# PASAJE FUENTE
┌──
El niño de Lardero
No basta con sufrir por la víctima: hay que exigir responsabilidades a los indeseables que ayudaron a su verdugo
Hay que apuntarse este nombre: se llama Francisco Javier Almeida y es el asesino del pequeño Álex, el niño de Lardero que, antes morir en brazos de ese monstruo, fue agredido sexualmente. Las palabras de su verdugo para cerrar el juicio que, si hay algo de justicia, concluirá con una condena de prisión permanente revisable que ojalá nunca se revise, añaden dolor al dolor ya insoportable de la familia.
Perdonen la crudeza: «Entramos en el portal; él subió por las escaleras deprisa y yo por el ascensor. Dentro del piso, Alex vio el pájaro y no pasó nada. En ese momento yo empecé a tener una cierta fantasía. Se dijo que metí el pene. Yo lo único que hice fue enseñarle el pene y pasárselo en la cara. No hay muestras de semen en la faringe ni en la ropa. No hay ninguna prueba que diga que yo eyaculé porque no tenía erección. No pudo haber esperma. No eyaculé».
└──
# OBJETIVO DECLARADO 1
Enumera los sustantivos con los que el pasaje sobre el niño de Lardero califica a Francisco Javier Almeida.
# OBJETIVO DECLARADO 2
Prosigue el pasaje sobre el niño de Lardero a partir de su última oración.
Los registros son un material aparte, sin relación con el pasaje.

# EXTRACTOS DE REGISTROS
┌──
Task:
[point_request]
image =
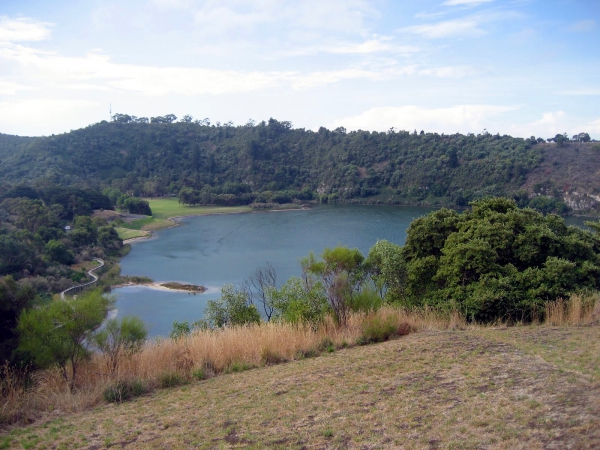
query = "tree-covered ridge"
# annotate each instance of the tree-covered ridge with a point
└──
┌──
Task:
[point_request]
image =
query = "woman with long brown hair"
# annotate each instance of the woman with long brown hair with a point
└──
# RESPUESTA 1
asesino, monstruo, verdugo

# RESPUESTA 2
El tío de la víctima, Gonzalo Martín, dijo tras la declaración del monstruo algo que todos podemos compartir pero sólo ellos pueden de verdad sentir en toda su dimensión, inabarcable para el resto: «Hoy salimos verdaderamente destrozados. Ha sido muy duro, dan ganas de abalanzarte contra él».
El mal existe y, por el miedo que provoca, las sociedades occidentales tienden a buscar una explicación que de algún modo aísle los hechos e impida su repetición: es un loco, un enfermo, uno entre mil, una excepción terrible pero residual.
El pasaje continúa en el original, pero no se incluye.